===== TASK MATERIAL =====

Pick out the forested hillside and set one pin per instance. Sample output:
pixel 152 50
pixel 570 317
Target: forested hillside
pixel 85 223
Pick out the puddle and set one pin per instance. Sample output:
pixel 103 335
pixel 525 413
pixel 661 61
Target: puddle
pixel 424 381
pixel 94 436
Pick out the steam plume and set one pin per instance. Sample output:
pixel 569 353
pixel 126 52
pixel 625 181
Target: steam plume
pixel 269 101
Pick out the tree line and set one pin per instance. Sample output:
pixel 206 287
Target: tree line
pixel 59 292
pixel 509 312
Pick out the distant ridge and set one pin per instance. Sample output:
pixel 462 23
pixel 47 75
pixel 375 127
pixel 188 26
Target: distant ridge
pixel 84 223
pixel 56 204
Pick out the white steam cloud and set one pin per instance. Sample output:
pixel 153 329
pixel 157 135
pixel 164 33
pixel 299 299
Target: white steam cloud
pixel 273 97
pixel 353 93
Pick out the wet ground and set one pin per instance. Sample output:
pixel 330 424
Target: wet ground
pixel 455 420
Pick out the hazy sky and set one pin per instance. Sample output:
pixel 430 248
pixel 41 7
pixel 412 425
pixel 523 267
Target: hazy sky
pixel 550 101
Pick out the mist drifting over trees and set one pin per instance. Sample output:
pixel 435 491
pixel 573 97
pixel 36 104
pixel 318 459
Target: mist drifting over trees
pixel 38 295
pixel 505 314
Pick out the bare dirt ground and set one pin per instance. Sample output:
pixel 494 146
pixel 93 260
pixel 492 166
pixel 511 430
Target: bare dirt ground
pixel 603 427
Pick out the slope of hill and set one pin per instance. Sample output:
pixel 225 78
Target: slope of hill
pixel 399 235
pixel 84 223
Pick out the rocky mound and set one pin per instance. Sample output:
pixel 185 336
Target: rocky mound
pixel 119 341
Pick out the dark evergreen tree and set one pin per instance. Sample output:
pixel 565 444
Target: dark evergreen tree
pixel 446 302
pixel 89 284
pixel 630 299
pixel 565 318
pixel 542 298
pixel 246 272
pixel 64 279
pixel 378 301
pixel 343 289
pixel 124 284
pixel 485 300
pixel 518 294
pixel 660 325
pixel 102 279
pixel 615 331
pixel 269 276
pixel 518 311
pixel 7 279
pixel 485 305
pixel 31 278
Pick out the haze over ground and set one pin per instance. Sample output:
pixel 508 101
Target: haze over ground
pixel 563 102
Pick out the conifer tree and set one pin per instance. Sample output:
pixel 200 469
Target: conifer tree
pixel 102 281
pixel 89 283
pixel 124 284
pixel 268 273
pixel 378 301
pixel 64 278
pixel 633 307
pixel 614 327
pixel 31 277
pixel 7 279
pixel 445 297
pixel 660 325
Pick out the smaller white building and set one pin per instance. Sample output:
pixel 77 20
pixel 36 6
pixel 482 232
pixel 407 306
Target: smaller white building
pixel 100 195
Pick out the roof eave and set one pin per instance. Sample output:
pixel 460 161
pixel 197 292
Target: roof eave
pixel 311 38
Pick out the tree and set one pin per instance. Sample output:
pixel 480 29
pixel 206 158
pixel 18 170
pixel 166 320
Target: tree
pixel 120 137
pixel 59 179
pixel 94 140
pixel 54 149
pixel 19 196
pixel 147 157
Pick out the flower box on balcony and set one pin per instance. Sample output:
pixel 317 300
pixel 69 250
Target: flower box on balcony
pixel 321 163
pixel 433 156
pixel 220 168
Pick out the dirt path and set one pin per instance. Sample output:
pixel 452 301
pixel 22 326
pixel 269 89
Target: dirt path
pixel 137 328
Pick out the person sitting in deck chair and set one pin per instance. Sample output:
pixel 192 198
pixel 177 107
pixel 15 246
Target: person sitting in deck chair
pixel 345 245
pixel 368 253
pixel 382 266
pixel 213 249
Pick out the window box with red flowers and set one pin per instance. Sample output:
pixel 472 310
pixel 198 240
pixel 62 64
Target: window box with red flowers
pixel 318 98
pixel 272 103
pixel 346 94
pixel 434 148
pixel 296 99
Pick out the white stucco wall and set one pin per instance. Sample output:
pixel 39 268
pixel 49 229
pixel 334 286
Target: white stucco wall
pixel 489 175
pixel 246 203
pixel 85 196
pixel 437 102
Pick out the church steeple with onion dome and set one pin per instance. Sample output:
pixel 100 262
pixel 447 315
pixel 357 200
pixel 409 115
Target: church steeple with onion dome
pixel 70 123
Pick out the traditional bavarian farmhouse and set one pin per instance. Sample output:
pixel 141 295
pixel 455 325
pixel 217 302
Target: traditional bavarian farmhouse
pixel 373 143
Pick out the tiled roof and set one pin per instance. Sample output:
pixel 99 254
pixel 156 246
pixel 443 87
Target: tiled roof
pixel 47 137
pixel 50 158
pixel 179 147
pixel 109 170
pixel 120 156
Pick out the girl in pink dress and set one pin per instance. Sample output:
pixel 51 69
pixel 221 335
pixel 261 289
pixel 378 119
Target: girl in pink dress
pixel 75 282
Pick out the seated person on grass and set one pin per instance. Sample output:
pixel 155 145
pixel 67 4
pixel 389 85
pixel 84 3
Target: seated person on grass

=====

### PROBLEM REQUIREMENTS
Repeat the data precisely, reproducing every entry.

### EXERCISE ANSWER
Pick out the forested hillside and set one pin per instance. Sample output:
pixel 152 50
pixel 570 317
Target: forested hillside
pixel 85 223
Pick out the puddle and set one pin per instance. Sample output:
pixel 103 335
pixel 525 413
pixel 661 61
Target: puddle
pixel 424 381
pixel 94 436
Pick out the steam plume and set one pin per instance. Sample output:
pixel 569 353
pixel 126 52
pixel 625 181
Target: steam plume
pixel 269 101
Pick out the tree line and set one pin per instance. Sample output:
pixel 206 287
Target: tree line
pixel 59 292
pixel 509 312
Pick out the distant ridge and set one pin per instance. Sample output:
pixel 462 23
pixel 47 75
pixel 375 127
pixel 188 26
Target: distant ridge
pixel 84 223
pixel 56 204
Pick out the white steam cloud and set one pin per instance. Sample output:
pixel 153 329
pixel 157 135
pixel 164 33
pixel 299 299
Target: white steam cloud
pixel 273 97
pixel 353 93
Pick out the wet ground and set one pin per instance. Sample output:
pixel 330 424
Target: wet ground
pixel 455 420
Pick out the hazy sky and set one pin per instance. Sample output:
pixel 430 248
pixel 41 7
pixel 412 425
pixel 523 267
Target: hazy sky
pixel 550 101
Pick out the mist drifting over trees and set one pin per instance. Sample output:
pixel 435 491
pixel 573 97
pixel 36 104
pixel 318 459
Target: mist drifting over trees
pixel 38 295
pixel 505 314
Pick out the bare dirt ground and set one pin per instance. Sample output:
pixel 494 146
pixel 93 260
pixel 492 166
pixel 511 430
Target: bare dirt ground
pixel 603 427
Pick out the slope of hill and set one pin per instance. Sample output:
pixel 225 78
Target: slope of hill
pixel 399 235
pixel 84 223
Pick out the rocky mound and set one pin per instance. Sample output:
pixel 185 336
Target: rocky mound
pixel 119 341
Pick out the dark evergreen tree and set one pin per instance. Sample output:
pixel 565 444
Target: dark evergreen tree
pixel 446 302
pixel 89 284
pixel 630 299
pixel 565 318
pixel 542 298
pixel 246 272
pixel 64 279
pixel 378 301
pixel 343 289
pixel 124 284
pixel 485 300
pixel 518 294
pixel 660 325
pixel 102 279
pixel 615 331
pixel 269 276
pixel 518 311
pixel 7 279
pixel 485 305
pixel 31 278
Pick out the haze over ground and set one pin per instance. Sample output:
pixel 508 101
Target: haze over ground
pixel 563 102
Pick out the conifer tree and set one pin per instance. Sample output:
pixel 200 469
Target: conifer tree
pixel 102 281
pixel 89 283
pixel 124 284
pixel 268 273
pixel 378 301
pixel 64 278
pixel 633 307
pixel 614 327
pixel 31 277
pixel 7 279
pixel 445 297
pixel 660 325
Pick out the smaller white building and set one pin per instance. Sample output:
pixel 77 20
pixel 36 6
pixel 482 232
pixel 407 306
Target: smaller white building
pixel 100 195
Pick out the roof eave and set one pin per instance. Sample output:
pixel 460 161
pixel 197 292
Target: roof eave
pixel 311 38
Pick out the tree and set one pin per instance. Sample output:
pixel 480 29
pixel 206 158
pixel 18 170
pixel 166 320
Target: tree
pixel 120 137
pixel 59 179
pixel 94 140
pixel 54 149
pixel 19 196
pixel 147 157
Pick out the flower box on balcony and set one pin per instance. Sample output:
pixel 317 300
pixel 69 250
Target: flower box on balcony
pixel 321 163
pixel 433 156
pixel 220 168
Pick out the dirt path and set one pin per instance. Sample output:
pixel 452 301
pixel 22 326
pixel 269 89
Target: dirt path
pixel 137 328
Pick out the person sitting in deck chair and set one pin per instance. Sample output:
pixel 192 198
pixel 177 107
pixel 15 246
Target: person sitting in deck chair
pixel 345 245
pixel 368 253
pixel 382 266
pixel 213 249
Pick out the window box with red flowers and set one pin per instance. Sample output:
pixel 472 310
pixel 198 240
pixel 62 64
Target: window box with red flowers
pixel 318 98
pixel 272 103
pixel 346 94
pixel 434 148
pixel 296 99
Pick out the white stucco wall and set one pin per instance. Sample output:
pixel 39 268
pixel 49 229
pixel 334 286
Target: white stucco wall
pixel 489 175
pixel 246 203
pixel 85 196
pixel 437 102
Pick out the church steeple with onion dome and set one pin per instance. Sample output:
pixel 100 262
pixel 447 315
pixel 357 200
pixel 409 115
Target: church steeple with onion dome
pixel 70 123
Pick out the traditional bavarian farmhouse and set one pin per instance. Sample output:
pixel 141 295
pixel 455 325
pixel 217 302
Target: traditional bavarian farmhouse
pixel 373 143
Pick out the tiled roof and set one pin per instance. Sample output:
pixel 99 254
pixel 156 246
pixel 443 87
Target: tiled roof
pixel 47 137
pixel 50 158
pixel 179 147
pixel 109 170
pixel 120 156
Pick out the girl in pink dress and set one pin per instance. Sample output:
pixel 51 69
pixel 221 335
pixel 261 289
pixel 378 119
Target: girl in pink dress
pixel 75 282
Pick out the seated person on grass and set one pin per instance. Sample output:
pixel 155 145
pixel 67 4
pixel 389 85
pixel 84 3
Target: seated person on grass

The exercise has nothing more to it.